## REQUIREMENTS
Rewrite every line of the items below as a Markdown table with the columns Row and Line. Number each line in Row, put its text in Line, and leave out blank lines.

────

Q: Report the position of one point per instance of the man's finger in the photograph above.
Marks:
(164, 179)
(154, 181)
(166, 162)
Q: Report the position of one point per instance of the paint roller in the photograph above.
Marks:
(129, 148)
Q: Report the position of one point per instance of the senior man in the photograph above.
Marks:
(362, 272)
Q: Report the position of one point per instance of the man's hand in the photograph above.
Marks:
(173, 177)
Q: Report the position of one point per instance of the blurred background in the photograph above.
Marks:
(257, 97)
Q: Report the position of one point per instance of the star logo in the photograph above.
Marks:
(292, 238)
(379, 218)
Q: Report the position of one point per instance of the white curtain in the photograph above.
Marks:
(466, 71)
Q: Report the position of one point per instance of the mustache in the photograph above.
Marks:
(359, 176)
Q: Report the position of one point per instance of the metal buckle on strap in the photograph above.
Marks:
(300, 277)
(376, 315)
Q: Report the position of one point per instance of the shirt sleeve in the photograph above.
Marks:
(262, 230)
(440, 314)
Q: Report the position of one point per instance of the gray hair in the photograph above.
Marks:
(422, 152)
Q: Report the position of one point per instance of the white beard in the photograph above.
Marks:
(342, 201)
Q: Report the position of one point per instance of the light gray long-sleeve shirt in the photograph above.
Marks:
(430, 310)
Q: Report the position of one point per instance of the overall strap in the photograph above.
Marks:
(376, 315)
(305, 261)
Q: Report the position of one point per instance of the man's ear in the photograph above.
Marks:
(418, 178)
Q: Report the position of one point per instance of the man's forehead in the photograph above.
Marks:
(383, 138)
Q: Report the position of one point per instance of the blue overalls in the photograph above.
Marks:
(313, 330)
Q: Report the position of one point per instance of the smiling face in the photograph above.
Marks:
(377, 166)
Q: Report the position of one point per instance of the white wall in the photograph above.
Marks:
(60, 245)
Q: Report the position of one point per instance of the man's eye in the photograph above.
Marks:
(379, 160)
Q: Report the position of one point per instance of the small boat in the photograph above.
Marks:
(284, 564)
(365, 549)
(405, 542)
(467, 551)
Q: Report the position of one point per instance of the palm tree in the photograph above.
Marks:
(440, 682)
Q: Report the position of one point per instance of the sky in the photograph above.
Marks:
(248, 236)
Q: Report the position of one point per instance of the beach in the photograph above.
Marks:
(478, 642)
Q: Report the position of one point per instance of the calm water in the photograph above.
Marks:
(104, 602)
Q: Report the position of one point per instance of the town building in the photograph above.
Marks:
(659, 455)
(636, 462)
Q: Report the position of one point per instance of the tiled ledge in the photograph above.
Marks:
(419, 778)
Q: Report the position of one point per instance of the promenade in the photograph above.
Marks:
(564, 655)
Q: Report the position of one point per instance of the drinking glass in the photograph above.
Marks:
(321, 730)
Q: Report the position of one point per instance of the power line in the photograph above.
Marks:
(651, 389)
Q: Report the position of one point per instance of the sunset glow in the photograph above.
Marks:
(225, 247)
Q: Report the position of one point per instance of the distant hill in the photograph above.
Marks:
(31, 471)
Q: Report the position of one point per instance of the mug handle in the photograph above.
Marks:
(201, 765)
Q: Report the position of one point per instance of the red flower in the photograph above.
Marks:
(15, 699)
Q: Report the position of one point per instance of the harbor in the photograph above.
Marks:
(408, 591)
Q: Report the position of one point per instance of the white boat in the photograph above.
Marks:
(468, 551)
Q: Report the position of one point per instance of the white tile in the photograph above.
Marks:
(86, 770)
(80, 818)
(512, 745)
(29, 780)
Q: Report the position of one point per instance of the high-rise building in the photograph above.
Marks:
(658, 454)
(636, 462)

────

## THE RESPONSE
| Row | Line |
|---|---|
| 1 | Q: Report the position of one point per instance of the man's finger in the photograph above. |
| 2 | Marks: |
| 3 | (164, 179) |
| 4 | (154, 181) |
| 5 | (166, 162) |
| 6 | Q: Report the position of one point per instance of the paint roller in the photograph above. |
| 7 | Marks: |
| 8 | (129, 148) |
| 9 | Q: Report the position of one point per instance of the senior man in the photograph above. |
| 10 | Marks: |
| 11 | (362, 272) |
| 12 | Q: Report the position of one point per instance of the man's hand in the photograph above. |
| 13 | Marks: |
| 14 | (173, 177) |
| 15 | Q: Report the position of one point per instance of the blurred background in the photograph above. |
| 16 | Marks: |
| 17 | (257, 97) |
| 18 | Q: Report the position of one point per instance of the star logo in the photograph above. |
| 19 | Marks: |
| 20 | (292, 238) |
| 21 | (379, 218) |
| 22 | Q: Report the position of one point per instance of the white curtain in the photograph above. |
| 23 | Marks: |
| 24 | (466, 71) |
| 25 | Q: Report the position of one point per instance of the mustache in the photograph above. |
| 26 | Marks: |
| 27 | (359, 176) |
| 28 | Q: Report the position of one point per instance of the metal buckle on strap in the photograph above. |
| 29 | Marks: |
| 30 | (300, 277) |
| 31 | (376, 315) |
| 32 | Q: Report the position of one point per instance of the shirt sleeve in the photograph above. |
| 33 | Marks: |
| 34 | (262, 230) |
| 35 | (440, 314) |
| 36 | Q: Report the position of one point per instance of the gray hair in the photograph above. |
| 37 | Marks: |
| 38 | (422, 152) |
| 39 | Q: Report the position of one point per instance of the white beard in the photograph above. |
| 40 | Marks: |
| 41 | (342, 201) |
| 42 | Q: Report the position of one point per instance of the light gray long-sleeve shirt in the photograph above. |
| 43 | Marks: |
| 44 | (430, 310) |
| 45 | Q: Report the position of one point per instance of the overall strap in the photograph above. |
| 46 | Marks: |
| 47 | (376, 315) |
| 48 | (305, 261) |
| 49 | Q: Report the position of one point per instance of the man's ear in the photograph above. |
| 50 | Marks: |
| 51 | (418, 178) |
| 52 | Q: Report the position of one point per instance of the man's forehead in the photograph above. |
| 53 | Marks: |
| 54 | (383, 138) |
| 55 | Q: Report the position of one point per instance of the blue overalls in the photograph above. |
| 56 | Marks: |
| 57 | (313, 330) |
| 58 | Q: Report the position of one point per instance of the smiling face in the photograph above. |
| 59 | Marks: |
| 60 | (377, 166) |
| 61 | Q: Report the position of one point per instance of the white wall in the photograph above. |
| 62 | Marks: |
| 63 | (60, 245) |
| 64 | Q: Report the position of one point per instance of the man's eye in the photograph above. |
| 65 | Marks: |
| 66 | (379, 160) |
| 67 | Q: Report the position of one point per instance of the small boat in the photograph above. |
| 68 | Marks: |
| 69 | (284, 564) |
| 70 | (365, 549) |
| 71 | (405, 542) |
| 72 | (467, 551) |
| 73 | Q: Report the position of one point per instance of the palm tree in the photograph above. |
| 74 | Marks: |
| 75 | (440, 682) |
| 76 | Q: Report the position of one point per instance of the sky in the photograph above. |
| 77 | Marks: |
| 78 | (248, 236) |
| 79 | Q: Report the position of one point per instance of the beach in the photograph above. |
| 80 | Marks: |
| 81 | (478, 642) |
| 82 | Q: Report the position of one point per instance of the calm water in the photograph above. |
| 83 | Marks: |
| 84 | (104, 602) |
| 85 | Q: Report the position of one point per instance of the town building in the photograph above. |
| 86 | Marks: |
| 87 | (659, 455) |
| 88 | (636, 462) |
| 89 | Q: Report the position of one point per instance of the tiled ledge in the photograph above. |
| 90 | Marks: |
| 91 | (419, 778) |
| 92 | Q: Report the position of one point per instance of the promenade in the photograph above. |
| 93 | Marks: |
| 94 | (564, 655) |
| 95 | Q: Report the position of one point per instance of the drinking glass in the photograph above. |
| 96 | Marks: |
| 97 | (321, 730) |
| 98 | Q: Report the position of one point per instance of the power line in the photograph above. |
| 99 | Marks: |
| 100 | (651, 389) |
| 101 | Q: Report the position of one point per instance of the sunset glow in the photograph above. |
| 102 | Marks: |
| 103 | (225, 247) |
| 104 | Q: Report the position of one point per instance of the distant hill in the photograph above. |
| 105 | Marks: |
| 106 | (31, 471) |
| 107 | Q: Report the position of one point per instance of the mug handle in the photograph above. |
| 108 | Marks: |
| 109 | (201, 765) |
| 110 | Q: Report the position of one point per instance of the red flower in the photograph above. |
| 111 | Marks: |
| 112 | (15, 699) |
| 113 | Q: Report the position of one point per instance of the harbor in the photograph above. |
| 114 | Marks: |
| 115 | (408, 591) |
| 116 | Q: Report the position of one point per instance of the white boat in the photograph above. |
| 117 | Marks: |
| 118 | (468, 551) |
| 119 | Q: Report the position of one point per instance of the white tile in the photograph above. |
| 120 | Marks: |
| 121 | (86, 770) |
| 122 | (80, 818) |
| 123 | (512, 745) |
| 124 | (29, 780) |
| 125 | Q: Report the position of one point per instance of the high-rise building in the photograph above. |
| 126 | Marks: |
| 127 | (658, 454) |
| 128 | (636, 462) |